## WHAT THE TASK ASKS
Copy out all of the material below, swapping each "segmenter" for "outliner" and leaving everything else unchanged.

........

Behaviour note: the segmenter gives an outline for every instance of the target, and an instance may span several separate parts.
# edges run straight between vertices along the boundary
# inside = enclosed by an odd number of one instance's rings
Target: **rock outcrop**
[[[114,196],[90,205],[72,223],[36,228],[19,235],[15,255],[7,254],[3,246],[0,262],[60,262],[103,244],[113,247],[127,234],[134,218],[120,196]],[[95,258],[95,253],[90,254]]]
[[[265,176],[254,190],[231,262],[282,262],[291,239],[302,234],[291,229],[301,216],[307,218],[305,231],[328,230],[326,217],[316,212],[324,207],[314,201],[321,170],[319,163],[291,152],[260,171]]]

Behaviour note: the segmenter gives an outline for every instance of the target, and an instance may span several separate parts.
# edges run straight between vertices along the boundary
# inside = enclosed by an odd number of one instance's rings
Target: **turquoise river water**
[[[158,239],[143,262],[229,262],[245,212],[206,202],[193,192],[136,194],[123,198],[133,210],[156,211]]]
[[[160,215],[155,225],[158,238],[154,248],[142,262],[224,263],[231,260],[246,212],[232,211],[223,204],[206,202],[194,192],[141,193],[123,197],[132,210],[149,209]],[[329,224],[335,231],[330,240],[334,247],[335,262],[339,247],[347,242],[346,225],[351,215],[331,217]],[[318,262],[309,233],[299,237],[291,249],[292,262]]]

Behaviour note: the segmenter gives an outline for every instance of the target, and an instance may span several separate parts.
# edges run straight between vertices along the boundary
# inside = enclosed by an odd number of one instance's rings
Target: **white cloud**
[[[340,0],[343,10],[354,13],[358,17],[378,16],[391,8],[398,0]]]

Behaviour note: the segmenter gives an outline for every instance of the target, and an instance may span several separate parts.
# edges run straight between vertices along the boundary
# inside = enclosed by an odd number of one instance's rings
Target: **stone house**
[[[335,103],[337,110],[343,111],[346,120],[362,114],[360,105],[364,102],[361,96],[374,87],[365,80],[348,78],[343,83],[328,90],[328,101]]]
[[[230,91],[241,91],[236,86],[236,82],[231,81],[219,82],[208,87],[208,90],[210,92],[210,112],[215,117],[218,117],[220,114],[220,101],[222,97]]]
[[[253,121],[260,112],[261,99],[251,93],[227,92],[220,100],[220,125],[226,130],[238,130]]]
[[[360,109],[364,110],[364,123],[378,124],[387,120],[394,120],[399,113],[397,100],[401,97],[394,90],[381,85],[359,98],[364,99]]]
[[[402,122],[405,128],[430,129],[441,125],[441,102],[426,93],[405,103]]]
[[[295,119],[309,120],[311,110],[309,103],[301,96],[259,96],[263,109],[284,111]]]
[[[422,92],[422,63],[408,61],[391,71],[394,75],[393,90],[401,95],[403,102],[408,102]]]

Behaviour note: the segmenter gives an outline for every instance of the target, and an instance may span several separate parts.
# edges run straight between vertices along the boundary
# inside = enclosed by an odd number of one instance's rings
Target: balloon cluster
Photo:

........

## TASK SOLUTION
Behaviour note: the outliner gives an outline for every instance of the target, and an instance may span several separate parts.
# edges run straight between vertices along the boundary
# inside = enclosed by an odd number of one instance's rings
Target: **rock outcrop**
[[[114,196],[90,205],[72,223],[36,228],[19,235],[15,255],[7,254],[3,246],[0,262],[60,262],[103,244],[113,247],[127,234],[134,218],[120,196]],[[95,258],[95,253],[90,254]]]
[[[265,176],[254,190],[231,262],[282,262],[291,239],[302,234],[291,229],[301,216],[307,218],[305,231],[328,230],[326,217],[316,212],[324,207],[314,201],[321,170],[319,163],[291,152],[260,171]]]

Behaviour note: the outliner gives an outline for every instance of the target, and an instance may span several separate parts.
# edges run straight between vertices along the boundary
# inside = enclosed by an odd number of one instance's rings
Target: **turquoise river water**
[[[158,239],[143,262],[229,262],[245,212],[206,202],[193,192],[136,194],[123,198],[133,210],[156,211]]]
[[[160,215],[155,225],[158,238],[154,248],[142,262],[224,263],[231,260],[246,212],[232,211],[223,204],[206,202],[194,192],[141,193],[123,197],[132,210],[149,209]],[[329,224],[335,231],[330,240],[334,247],[335,262],[339,247],[347,242],[346,225],[351,215],[331,217]],[[318,262],[309,233],[299,237],[291,249],[292,262]]]

Behaviour note: the outliner gives an outline for every instance of the target, and an instance may span several separate parts.
# edges run straight between vertices along the boundary
# inside = enclosed by an odd number of one instance's rings
Target: **white cloud**
[[[340,0],[343,10],[354,13],[358,17],[378,16],[391,8],[398,0]]]

Behaviour note: the outliner gives an outline for every instance of the target, and an instance may span several separate parts.
# edges run straight between vertices along the boundary
# inside = enclosed by an odd number of one instance's rings
Target: **stone house**
[[[335,103],[337,110],[343,111],[346,120],[362,114],[360,105],[364,102],[361,96],[374,87],[365,80],[348,78],[343,83],[328,90],[328,101]]]
[[[230,91],[241,91],[236,86],[236,82],[231,81],[219,82],[208,87],[208,90],[210,92],[210,112],[215,117],[218,117],[220,114],[220,101],[222,97]]]
[[[253,121],[260,112],[261,99],[251,93],[227,92],[220,100],[220,125],[226,130],[238,130]]]
[[[360,109],[364,110],[364,123],[378,124],[387,120],[394,120],[399,113],[397,100],[401,97],[394,90],[381,85],[359,98],[364,99]]]
[[[402,122],[405,128],[430,129],[441,125],[441,102],[426,93],[405,103]]]
[[[295,119],[309,120],[311,110],[309,103],[301,96],[259,96],[263,109],[284,111]]]
[[[422,92],[422,63],[408,61],[391,71],[394,75],[393,90],[401,95],[403,102],[408,102]]]

Behaviour note: the outliner gives an outline for every instance of the target, and an instance may span several separate parts.
# edges run straight between vertices along the boundary
# inside = enclosed by an odd number of one instance's rings
Target: balloon cluster
Photo:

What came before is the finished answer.